■ Die Aufgabe
Schreibe den Text zur Gesundheitsreform zwischen "Niemand musste bis" und "Ende des Bürgerkriegs?" einschließlich noch einmal ab. Tausche dabei "Obama" gegen "Barack Obama" aus.

Das Urban Institute schätzt, dass zwischen 2000 und 2006 rund 137.000 Menschen vorzeitig gestorben sind, weil sie keine Gesundheitsvorsorge hatten. Angesichts solcher Zahlen ist die Unpopularität der Gesundheitsreform doch vor allem ein Kommunikationsdesaster des Präsidenten.

Niemand musste bis jetzt ohne Behandlung bleiben, das Argument ist daher falsch. Aber es handelt sich tatsächlich auch um ein Kommunikationsdesaster. Obama war ein guter Kommunikator im Wahlkampf, aber er ist ein schrecklicher als Präsident. Er kommuniziert seine Regierungspolitik entweder technisch - oder er verfällt in die Wahlkampf-Sprache. Das ermüdet die Menschen.

Die Gesundheitsreform spaltet das Land, politisch auch das Patt zwischen Kongress und dem Weißen Haus, dann ist da noch die Tea Party. War Amerika eigentlich jemals so polarisiert seit Ende des Bürgerkriegs?

■ Datenauszüge
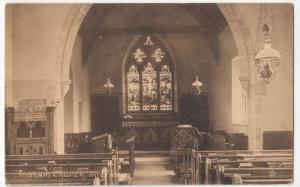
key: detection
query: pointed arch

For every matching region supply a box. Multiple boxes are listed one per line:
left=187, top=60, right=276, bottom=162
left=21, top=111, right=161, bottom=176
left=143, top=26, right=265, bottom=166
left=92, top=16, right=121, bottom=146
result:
left=122, top=34, right=178, bottom=113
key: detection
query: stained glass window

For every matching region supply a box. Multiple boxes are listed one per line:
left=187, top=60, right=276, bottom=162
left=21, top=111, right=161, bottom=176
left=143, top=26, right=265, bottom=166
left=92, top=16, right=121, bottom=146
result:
left=126, top=36, right=174, bottom=112
left=127, top=65, right=140, bottom=111
left=159, top=65, right=172, bottom=111
left=142, top=62, right=157, bottom=111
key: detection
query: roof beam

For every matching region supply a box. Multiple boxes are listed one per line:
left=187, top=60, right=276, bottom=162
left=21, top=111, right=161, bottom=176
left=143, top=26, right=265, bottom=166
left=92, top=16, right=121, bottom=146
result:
left=98, top=27, right=208, bottom=35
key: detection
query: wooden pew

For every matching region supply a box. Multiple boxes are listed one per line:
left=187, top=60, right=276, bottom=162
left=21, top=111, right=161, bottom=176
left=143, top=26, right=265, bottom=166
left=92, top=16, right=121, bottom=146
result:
left=191, top=150, right=293, bottom=184
left=5, top=152, right=119, bottom=185
left=216, top=165, right=293, bottom=184
left=172, top=150, right=192, bottom=184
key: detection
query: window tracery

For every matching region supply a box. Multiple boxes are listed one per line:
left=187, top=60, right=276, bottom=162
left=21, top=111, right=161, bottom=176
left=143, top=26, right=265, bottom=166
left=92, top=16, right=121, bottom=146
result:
left=126, top=36, right=174, bottom=112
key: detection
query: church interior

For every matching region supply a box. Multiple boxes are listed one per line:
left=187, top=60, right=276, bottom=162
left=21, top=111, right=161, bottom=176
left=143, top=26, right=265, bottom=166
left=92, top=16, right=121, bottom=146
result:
left=5, top=3, right=294, bottom=185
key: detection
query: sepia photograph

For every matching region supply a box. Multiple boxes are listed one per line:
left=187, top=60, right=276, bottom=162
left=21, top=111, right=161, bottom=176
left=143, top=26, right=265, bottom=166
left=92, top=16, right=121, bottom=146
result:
left=2, top=1, right=296, bottom=186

■ Die Lösung
Niemand musste bis jetzt ohne Behandlung bleiben, das Argument ist daher falsch. Aber es handelt sich tatsächlich auch um ein Kommunikationsdesaster. Barack Obama war ein guter Kommunikator im Wahlkampf, aber er ist ein schrecklicher als Präsident. Er kommuniziert seine Regierungspolitik entweder technisch - oder er verfällt in die Wahlkampf-Sprache. Das ermüdet die Menschen.

Die Gesundheitsreform spaltet das Land, politisch auch das Patt zwischen Kongress und dem Weißen Haus, dann ist da noch die Tea Party. War Amerika eigentlich jemals so polarisiert seit Ende des Bürgerkriegs?